_PROBLEM_. Return every one of the entries below word for word, leaving out the pictures.

+ + + + + + +

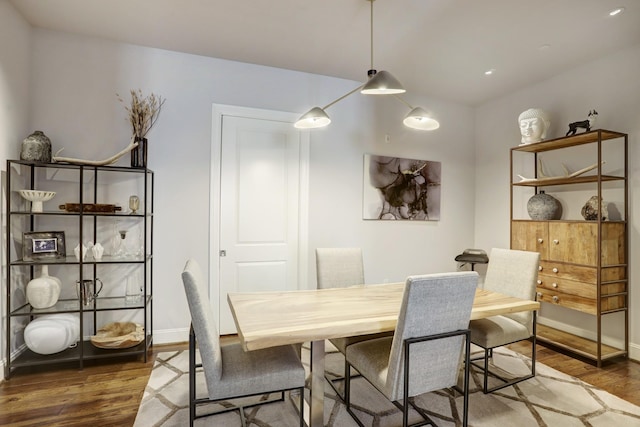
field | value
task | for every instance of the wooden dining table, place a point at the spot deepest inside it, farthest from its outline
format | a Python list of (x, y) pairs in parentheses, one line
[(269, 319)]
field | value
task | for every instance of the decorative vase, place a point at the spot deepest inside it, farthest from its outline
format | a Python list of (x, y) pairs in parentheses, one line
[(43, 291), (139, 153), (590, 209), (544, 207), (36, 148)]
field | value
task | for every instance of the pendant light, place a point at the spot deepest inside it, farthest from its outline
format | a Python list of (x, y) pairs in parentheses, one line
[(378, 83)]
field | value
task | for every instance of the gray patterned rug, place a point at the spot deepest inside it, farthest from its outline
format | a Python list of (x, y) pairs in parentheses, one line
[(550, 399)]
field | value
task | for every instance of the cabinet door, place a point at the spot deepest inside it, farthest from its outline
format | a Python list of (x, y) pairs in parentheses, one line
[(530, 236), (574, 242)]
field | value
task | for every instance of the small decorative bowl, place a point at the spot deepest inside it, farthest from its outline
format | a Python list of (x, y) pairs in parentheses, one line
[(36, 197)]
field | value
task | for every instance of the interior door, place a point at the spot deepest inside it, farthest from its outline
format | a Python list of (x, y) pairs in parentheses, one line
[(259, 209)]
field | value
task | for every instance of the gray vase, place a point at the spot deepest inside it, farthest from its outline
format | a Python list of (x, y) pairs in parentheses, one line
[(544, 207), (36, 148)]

+ + + + + + +

_EXERCISE RESULT_.
field | value
task | for every instance of the wooden dining table, place a point at the spot deepest inside it, farthest from its outline
format | a Python list of (x, y) pairs in parentheses, one line
[(269, 319)]
field | value
task | for every instance of the decorative vase, place a point at the spot deepest inside it, farthest from its outline
format | a Python list of (x, y) pairs in parentheses, one line
[(43, 291), (139, 153), (590, 209), (544, 207), (36, 148)]
field | value
task | for every instance of the pendant light, place a point at the spot deepest inside it, farthest from its outline
format | a Python list of (x, y) pairs in parentheses, one line
[(378, 83)]
field | value
task | for every instance of the gray patterned rug, place a point at the spot deepest inside it, farthest from its outline
format | a Python list of (x, y) pairs in parentheses, one line
[(550, 399)]
field | value
task | for every instance of the cabinet door, place a point at the spot deepest inside it, farthest from its outline
format | a Python list of (x, y) pairs in parentheses, one line
[(530, 236), (574, 242)]
field | value
task | for every instance of the small decorative bowl, place a point at the spot deepest inside it, farthest from its outline
format | a Python list of (x, y) pairs in parentheses, one line
[(36, 197)]
field | value
task | for every instance of the interior door, place a point at the spot deepest inside it, farthest from its outline
format | a Python list of (x, y) pairs in parentheses, one line
[(259, 209)]
field | value
task | for every instance of the gray vase, place a point at the spot deepest inside it, farthest from its outline
format | a Python list of (x, y) pairs in parentheses, one line
[(544, 207), (36, 148)]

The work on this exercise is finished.